====== RECORDS SUPPLIED

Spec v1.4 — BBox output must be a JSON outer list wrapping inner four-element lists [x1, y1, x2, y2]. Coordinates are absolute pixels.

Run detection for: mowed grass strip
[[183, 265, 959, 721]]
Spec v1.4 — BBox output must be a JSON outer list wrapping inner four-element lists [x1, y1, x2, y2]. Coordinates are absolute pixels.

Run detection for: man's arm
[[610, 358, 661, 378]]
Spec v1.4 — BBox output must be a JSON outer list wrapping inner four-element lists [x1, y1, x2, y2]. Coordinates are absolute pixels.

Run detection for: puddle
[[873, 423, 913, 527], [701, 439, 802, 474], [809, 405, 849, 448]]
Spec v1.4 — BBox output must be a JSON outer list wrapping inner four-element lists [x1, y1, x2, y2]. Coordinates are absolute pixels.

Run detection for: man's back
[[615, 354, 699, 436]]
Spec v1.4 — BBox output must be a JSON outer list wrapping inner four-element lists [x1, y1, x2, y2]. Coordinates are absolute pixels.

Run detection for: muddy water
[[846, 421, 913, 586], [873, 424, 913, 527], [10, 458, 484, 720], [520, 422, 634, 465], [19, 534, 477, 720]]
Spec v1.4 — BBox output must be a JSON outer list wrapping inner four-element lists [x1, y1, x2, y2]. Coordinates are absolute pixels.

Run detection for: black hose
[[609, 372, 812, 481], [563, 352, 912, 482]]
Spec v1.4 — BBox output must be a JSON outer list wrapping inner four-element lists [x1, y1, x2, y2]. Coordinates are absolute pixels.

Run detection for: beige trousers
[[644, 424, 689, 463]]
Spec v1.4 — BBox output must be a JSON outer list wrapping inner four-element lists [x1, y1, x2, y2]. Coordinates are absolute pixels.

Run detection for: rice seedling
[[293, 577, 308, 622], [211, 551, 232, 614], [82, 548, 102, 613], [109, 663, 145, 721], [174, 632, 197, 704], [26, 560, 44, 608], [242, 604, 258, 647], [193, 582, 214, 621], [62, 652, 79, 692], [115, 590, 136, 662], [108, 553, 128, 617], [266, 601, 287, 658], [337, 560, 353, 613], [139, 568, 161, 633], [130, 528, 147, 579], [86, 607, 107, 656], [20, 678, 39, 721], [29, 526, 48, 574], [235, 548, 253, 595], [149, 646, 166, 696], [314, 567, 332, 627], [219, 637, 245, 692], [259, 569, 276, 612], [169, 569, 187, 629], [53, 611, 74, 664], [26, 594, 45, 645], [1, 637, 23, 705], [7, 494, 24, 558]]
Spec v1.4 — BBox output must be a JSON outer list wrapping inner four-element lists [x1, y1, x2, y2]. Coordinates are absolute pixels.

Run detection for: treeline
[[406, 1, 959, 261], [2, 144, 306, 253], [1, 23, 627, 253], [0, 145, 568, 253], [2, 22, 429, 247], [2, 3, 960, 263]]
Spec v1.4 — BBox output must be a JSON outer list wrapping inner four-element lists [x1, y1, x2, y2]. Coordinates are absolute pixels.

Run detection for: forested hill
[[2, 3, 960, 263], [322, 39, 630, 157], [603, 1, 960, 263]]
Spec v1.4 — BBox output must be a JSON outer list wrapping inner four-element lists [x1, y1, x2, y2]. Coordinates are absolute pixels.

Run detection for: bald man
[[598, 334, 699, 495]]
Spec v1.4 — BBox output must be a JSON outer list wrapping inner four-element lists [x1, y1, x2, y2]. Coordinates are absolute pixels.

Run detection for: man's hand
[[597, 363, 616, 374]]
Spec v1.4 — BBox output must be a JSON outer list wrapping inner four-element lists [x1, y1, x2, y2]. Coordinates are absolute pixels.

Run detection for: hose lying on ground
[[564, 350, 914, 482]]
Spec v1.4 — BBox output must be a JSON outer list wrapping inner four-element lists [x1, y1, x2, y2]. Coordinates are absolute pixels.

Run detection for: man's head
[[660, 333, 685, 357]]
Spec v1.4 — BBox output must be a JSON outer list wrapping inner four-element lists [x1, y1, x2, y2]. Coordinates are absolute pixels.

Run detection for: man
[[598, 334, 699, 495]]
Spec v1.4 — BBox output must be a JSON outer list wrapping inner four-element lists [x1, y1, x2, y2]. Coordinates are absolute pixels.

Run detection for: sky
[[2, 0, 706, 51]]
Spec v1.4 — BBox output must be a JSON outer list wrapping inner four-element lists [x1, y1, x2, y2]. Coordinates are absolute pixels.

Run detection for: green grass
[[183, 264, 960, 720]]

============

- **YOUR TASK**: Write out the data exactly as it stands.

- **RESPONSE FOR THIS EXERCISE**:
Spec v1.4 — BBox output must be a JSON outer list wrapping inner four-element lists [x1, y1, x2, y2]. Coordinates are absolute pixels.

Run detection for: mowed grass strip
[[183, 265, 959, 721]]
Spec v1.4 — BBox output must be a JSON outer list wrapping inner four-element lists [x1, y1, x2, y2]. Coordinates are absolute pixels.

Run detection for: man's arm
[[610, 358, 661, 378]]
Spec v1.4 — BBox output must be a JSON outer list wrapping inner four-element lists [x1, y1, x2, y2]. Coordinates are absolute pixels.

Run detection for: puddle
[[873, 423, 913, 527], [701, 439, 802, 474], [809, 405, 849, 448]]
Spec v1.4 — BBox output must be a JSON outer list wrapping inner four-element lists [x1, y1, x2, y2]. Coordinates are absolute pixels.

Run detection for: man's back
[[615, 354, 699, 436]]
Spec v1.4 — BBox output must be a JSON outer list wrapping inner four-element lists [x1, y1, x2, y2]. Coordinates are absolute pixels.

Run detection for: muddy water
[[846, 421, 913, 586], [873, 424, 913, 527], [10, 458, 484, 720], [520, 422, 634, 465], [19, 534, 477, 720]]
Spec v1.4 — BBox output must be a JSON outer list wrapping inner four-element lists [x1, y1, x2, y2]. Coordinates are absolute pixels.

Run detection for: black hose
[[609, 372, 812, 481], [563, 352, 912, 482]]
Spec v1.4 — BBox output must be a JSON outer list wrapping inner four-element lists [x1, y1, x2, y2]. Coordinates are absolute pixels.

Run detection for: beige trousers
[[644, 424, 689, 463]]
Spec v1.4 — BBox output must be a JSON outer list wrapping inner four-element lists [x1, y1, x2, y2]. Coordinates are absolute pixels.

Run detection for: rice seedling
[[293, 577, 308, 622], [211, 551, 232, 614], [82, 548, 102, 613], [109, 663, 145, 721], [174, 632, 197, 704], [26, 560, 44, 608], [242, 604, 258, 647], [193, 582, 214, 621], [62, 652, 79, 692], [115, 590, 136, 662], [108, 553, 128, 617], [266, 601, 287, 658], [337, 560, 353, 613], [139, 568, 161, 633], [130, 528, 147, 579], [86, 607, 107, 656], [20, 678, 39, 721], [29, 526, 48, 574], [235, 548, 253, 595], [149, 646, 166, 696], [314, 567, 332, 627], [219, 637, 245, 692], [259, 569, 276, 612], [169, 569, 187, 629], [53, 611, 74, 664], [26, 594, 45, 645], [1, 637, 23, 705], [7, 494, 24, 558]]
Spec v1.4 — BBox output must be a JSON outer list wrapping inner four-element lists [x1, y1, x2, y2]. Coordinates are absolute pixels.

Run detection for: treeline
[[406, 1, 959, 261], [2, 144, 306, 253], [1, 23, 627, 253], [0, 145, 568, 253], [2, 22, 429, 247], [2, 3, 960, 263]]
Spec v1.4 — BBox output must be a JSON outer list wrapping inner four-element lists [x1, y1, x2, y2]. Coordinates are absolute pixels.

Run detection for: forested hill
[[2, 3, 960, 263], [322, 39, 630, 157], [603, 1, 960, 263]]
Spec v1.4 — BBox output must be a JSON outer list wrapping inner four-element lists [x1, y1, x2, y2]. Coordinates are absolute pixels.

Run detection for: bald man
[[598, 334, 699, 495]]
Spec v1.4 — BBox output must be a JSON outer list wrapping inner four-element lists [x1, y1, x2, y2]. Coordinates are absolute pixels.

Run detection for: man's hand
[[597, 363, 616, 374]]
Spec v1.4 — BBox output must be a JSON outer list wrapping inner four-element lists [x1, y1, x2, y2]. Coordinates are absolute pixels.

Run detection for: hose lying on ground
[[564, 350, 914, 482]]
Spec v1.4 — BBox output must be a JSON outer list wrapping inner four-element lists [x1, y1, x2, y2]. Coordinates are absolute pixels.

Run detection for: man's head
[[660, 333, 685, 357]]
Spec v1.4 — BBox output must be a JSON outer list wrapping inner four-element lists [x1, y1, x2, y2]. Coordinates are absolute pixels.

Run detection for: man
[[598, 334, 699, 495]]
Spec v1.4 — BBox output must be a JSON outer list wrapping inner four-element lists [x1, y1, x2, y2]. Coordinates are absolute pixels.

Run detection for: sky
[[2, 0, 706, 51]]
Spec v1.4 — BBox output must be a JSON outer list wrapping inner four-element lists [x1, y1, x2, y2]. Coordinates are absolute pixels.

Run detection for: green grass
[[183, 264, 960, 720]]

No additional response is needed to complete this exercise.